Retype the listing below exactly, from its first line through the line containing "98 110 L 94", with both ends included.

-------- DATA SUPPLIED

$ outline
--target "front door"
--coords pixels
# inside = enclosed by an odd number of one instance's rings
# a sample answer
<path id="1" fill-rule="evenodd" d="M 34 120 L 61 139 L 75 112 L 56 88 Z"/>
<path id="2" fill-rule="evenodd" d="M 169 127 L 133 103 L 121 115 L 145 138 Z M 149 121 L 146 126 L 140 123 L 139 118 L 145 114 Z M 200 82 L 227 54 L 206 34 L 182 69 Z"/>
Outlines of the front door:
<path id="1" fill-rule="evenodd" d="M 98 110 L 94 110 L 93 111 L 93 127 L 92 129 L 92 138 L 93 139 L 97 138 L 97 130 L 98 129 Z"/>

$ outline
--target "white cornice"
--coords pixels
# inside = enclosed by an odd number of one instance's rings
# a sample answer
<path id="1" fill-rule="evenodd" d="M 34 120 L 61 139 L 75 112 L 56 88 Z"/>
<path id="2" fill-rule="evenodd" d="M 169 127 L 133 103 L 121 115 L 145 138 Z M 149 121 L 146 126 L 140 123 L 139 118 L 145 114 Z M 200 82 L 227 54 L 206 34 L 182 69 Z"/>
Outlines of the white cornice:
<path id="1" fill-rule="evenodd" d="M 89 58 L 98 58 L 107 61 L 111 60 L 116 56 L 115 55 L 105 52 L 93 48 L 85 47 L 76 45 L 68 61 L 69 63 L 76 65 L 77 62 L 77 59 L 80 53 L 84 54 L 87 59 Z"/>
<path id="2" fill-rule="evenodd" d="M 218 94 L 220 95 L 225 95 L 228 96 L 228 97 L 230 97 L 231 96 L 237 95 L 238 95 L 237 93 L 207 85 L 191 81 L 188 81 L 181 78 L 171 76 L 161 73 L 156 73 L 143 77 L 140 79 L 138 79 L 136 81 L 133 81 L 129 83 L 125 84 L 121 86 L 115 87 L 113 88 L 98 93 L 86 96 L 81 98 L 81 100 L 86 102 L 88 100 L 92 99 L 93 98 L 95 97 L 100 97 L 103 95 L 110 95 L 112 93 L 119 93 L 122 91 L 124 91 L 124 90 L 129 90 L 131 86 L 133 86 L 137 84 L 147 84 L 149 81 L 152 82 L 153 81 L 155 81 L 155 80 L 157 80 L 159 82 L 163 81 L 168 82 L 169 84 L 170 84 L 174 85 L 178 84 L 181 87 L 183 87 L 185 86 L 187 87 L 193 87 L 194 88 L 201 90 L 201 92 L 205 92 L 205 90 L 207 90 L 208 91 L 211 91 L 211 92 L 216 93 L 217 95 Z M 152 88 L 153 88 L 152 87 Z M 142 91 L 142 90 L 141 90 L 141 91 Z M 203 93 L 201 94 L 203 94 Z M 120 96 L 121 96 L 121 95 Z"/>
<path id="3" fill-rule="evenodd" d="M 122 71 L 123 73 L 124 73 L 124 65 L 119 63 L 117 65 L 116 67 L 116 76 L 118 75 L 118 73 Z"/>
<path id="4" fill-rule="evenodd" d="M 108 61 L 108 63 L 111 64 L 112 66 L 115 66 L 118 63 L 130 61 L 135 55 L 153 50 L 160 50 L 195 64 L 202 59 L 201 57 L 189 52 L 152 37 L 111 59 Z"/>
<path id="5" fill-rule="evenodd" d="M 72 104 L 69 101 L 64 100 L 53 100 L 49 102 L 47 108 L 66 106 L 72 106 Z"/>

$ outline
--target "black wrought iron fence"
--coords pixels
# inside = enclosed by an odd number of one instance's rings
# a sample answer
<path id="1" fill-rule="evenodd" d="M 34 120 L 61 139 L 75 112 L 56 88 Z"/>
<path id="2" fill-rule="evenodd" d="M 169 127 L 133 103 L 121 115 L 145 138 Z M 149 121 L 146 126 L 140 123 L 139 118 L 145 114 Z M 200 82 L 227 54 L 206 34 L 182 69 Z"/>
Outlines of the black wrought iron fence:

----------------

§ **EXERCISE OUTPUT**
$ outline
--target "front door"
--coords pixels
# inside = enclosed by an odd number of one instance's rings
# a sample answer
<path id="1" fill-rule="evenodd" d="M 34 120 L 61 139 L 75 112 L 56 88 Z"/>
<path id="2" fill-rule="evenodd" d="M 169 127 L 133 103 L 121 115 L 145 138 Z M 149 121 L 146 126 L 140 123 L 139 118 L 145 114 Z M 200 82 L 227 54 L 206 34 L 182 69 Z"/>
Outlines of the front door:
<path id="1" fill-rule="evenodd" d="M 98 110 L 94 110 L 93 111 L 93 127 L 92 129 L 92 138 L 93 139 L 97 138 L 97 130 L 98 129 Z"/>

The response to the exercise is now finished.